___ Material to process
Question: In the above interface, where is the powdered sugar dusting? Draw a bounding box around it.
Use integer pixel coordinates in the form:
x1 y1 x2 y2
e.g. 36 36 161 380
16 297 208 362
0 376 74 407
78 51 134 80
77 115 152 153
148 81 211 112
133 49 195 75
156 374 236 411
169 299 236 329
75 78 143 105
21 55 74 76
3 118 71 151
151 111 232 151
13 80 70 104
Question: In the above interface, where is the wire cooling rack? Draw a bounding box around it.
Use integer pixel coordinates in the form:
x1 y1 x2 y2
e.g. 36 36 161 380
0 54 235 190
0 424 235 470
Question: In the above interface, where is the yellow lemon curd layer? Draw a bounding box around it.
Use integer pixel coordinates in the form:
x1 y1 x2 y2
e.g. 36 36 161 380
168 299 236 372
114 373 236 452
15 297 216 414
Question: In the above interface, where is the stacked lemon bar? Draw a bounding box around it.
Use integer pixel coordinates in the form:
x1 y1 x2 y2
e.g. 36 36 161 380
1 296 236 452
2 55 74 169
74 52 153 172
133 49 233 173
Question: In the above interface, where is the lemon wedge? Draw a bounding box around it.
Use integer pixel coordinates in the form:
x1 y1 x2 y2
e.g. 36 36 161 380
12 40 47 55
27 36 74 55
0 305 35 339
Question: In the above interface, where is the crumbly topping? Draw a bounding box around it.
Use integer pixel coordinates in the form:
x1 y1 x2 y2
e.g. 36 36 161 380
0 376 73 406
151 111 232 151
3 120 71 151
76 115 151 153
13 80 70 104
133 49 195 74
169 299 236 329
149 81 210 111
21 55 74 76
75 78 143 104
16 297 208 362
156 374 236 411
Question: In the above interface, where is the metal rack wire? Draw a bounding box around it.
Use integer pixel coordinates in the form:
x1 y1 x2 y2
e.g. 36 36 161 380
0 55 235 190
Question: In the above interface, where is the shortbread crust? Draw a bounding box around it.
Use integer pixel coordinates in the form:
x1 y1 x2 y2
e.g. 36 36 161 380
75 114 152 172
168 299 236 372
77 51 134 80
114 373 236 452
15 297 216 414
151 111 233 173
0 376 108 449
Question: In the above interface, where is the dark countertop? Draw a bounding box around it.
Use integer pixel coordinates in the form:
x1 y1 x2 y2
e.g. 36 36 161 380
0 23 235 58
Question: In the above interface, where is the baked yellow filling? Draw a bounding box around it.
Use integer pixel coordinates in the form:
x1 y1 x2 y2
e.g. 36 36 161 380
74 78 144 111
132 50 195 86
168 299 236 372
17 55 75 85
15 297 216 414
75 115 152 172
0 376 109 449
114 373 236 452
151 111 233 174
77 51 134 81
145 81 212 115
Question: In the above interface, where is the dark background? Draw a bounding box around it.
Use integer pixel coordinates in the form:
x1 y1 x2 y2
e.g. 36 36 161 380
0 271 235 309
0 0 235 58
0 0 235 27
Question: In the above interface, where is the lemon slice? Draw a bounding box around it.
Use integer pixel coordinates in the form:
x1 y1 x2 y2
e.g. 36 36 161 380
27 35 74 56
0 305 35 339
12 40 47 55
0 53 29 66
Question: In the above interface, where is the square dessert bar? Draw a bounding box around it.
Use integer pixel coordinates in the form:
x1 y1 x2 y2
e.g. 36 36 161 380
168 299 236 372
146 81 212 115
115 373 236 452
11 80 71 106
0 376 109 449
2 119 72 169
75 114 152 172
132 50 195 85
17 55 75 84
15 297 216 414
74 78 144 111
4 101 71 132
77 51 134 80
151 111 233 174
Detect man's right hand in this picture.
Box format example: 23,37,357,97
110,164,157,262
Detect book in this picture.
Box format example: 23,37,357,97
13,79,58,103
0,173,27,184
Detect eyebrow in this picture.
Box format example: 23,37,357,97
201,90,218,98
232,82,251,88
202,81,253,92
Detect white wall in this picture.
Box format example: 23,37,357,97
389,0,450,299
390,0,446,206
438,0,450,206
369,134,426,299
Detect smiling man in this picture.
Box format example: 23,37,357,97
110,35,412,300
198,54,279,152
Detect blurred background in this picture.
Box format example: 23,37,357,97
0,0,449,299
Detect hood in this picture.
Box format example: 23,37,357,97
______
Action item
Copy each line of the preceding data that contains the string "lemon".

Answer space
Question: In the above interface, where is the yellow lemon curd layer? Draw a bounding box around it.
Question: In the above interface, where is the stacked lemon bar? Draw a bounding box around it.
Question: In the above interface, where is the lemon wedge? Draw a bounding box around it.
Question: In the above interface, where is the lemon slice? Draw a bounding box around it.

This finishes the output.